**Exercise:**
Output all of the records exactly as written.

BEGIN Raw records

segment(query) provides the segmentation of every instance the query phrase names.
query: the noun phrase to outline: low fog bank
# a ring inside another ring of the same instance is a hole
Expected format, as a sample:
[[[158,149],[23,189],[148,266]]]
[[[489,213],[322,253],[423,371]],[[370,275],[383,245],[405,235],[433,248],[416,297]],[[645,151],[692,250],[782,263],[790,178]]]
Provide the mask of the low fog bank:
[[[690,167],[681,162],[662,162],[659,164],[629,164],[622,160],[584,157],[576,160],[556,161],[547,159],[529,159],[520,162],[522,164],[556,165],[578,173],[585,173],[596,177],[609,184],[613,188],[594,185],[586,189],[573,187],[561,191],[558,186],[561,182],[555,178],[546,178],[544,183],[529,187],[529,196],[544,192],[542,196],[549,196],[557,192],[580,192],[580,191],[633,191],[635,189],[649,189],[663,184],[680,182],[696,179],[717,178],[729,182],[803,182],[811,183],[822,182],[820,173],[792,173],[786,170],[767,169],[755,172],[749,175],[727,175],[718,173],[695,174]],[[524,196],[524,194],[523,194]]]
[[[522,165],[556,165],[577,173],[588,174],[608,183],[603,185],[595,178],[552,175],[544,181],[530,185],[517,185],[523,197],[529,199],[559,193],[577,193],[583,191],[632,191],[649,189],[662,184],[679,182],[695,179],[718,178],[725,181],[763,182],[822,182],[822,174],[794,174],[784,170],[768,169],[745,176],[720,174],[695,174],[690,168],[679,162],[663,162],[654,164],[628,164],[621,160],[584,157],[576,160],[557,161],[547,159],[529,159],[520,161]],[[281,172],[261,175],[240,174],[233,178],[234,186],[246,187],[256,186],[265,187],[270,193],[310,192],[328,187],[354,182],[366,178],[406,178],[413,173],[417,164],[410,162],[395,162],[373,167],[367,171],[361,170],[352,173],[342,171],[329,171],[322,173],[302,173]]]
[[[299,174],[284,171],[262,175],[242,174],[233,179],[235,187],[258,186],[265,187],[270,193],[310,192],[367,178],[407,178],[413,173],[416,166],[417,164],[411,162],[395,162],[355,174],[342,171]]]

END Raw records

**The answer:**
segment(query) provides the segmentation of every instance the query phrase names.
query: the noun phrase to outline: low fog bank
# a ring inside another ring of the same instance is a hole
Expected format, as a sample:
[[[158,149],[23,189],[148,266]]]
[[[489,213],[322,253],[423,371]],[[370,275],[383,245],[405,235],[433,248],[416,297]],[[645,151],[692,250],[782,263],[790,178]]]
Provide the mask of the low fog bank:
[[[690,167],[681,162],[662,162],[659,164],[629,164],[622,160],[584,157],[576,160],[556,161],[547,159],[529,159],[520,162],[522,164],[556,165],[578,173],[585,173],[596,177],[609,184],[613,188],[594,185],[586,189],[573,187],[561,191],[558,186],[561,182],[555,178],[546,178],[544,183],[529,187],[529,196],[544,192],[542,196],[549,196],[557,192],[580,192],[580,191],[633,191],[635,189],[649,189],[663,184],[680,182],[696,179],[717,178],[729,182],[803,182],[811,183],[822,182],[820,173],[792,173],[786,170],[767,169],[755,172],[749,175],[727,175],[718,173],[695,174]],[[524,196],[524,194],[523,194]]]
[[[522,165],[556,165],[577,173],[588,174],[608,183],[603,185],[595,178],[552,175],[544,181],[530,185],[517,185],[523,197],[529,199],[559,193],[577,193],[583,191],[632,191],[649,189],[662,184],[679,182],[695,179],[718,178],[725,181],[763,182],[822,182],[822,174],[794,174],[784,170],[768,169],[745,176],[720,174],[695,174],[690,168],[679,162],[663,162],[654,164],[628,164],[621,160],[584,157],[576,160],[557,161],[547,159],[529,159],[520,161]],[[281,172],[261,175],[240,174],[233,178],[234,186],[246,187],[256,186],[265,187],[270,193],[310,192],[328,187],[354,182],[366,178],[406,178],[413,173],[417,164],[410,162],[395,162],[373,167],[367,171],[361,170],[352,173],[342,171],[329,171],[322,173],[302,173]]]
[[[299,174],[284,171],[262,175],[242,174],[233,179],[235,187],[258,186],[265,187],[270,193],[310,192],[367,178],[407,178],[413,173],[416,166],[417,164],[411,162],[395,162],[355,174],[342,171]]]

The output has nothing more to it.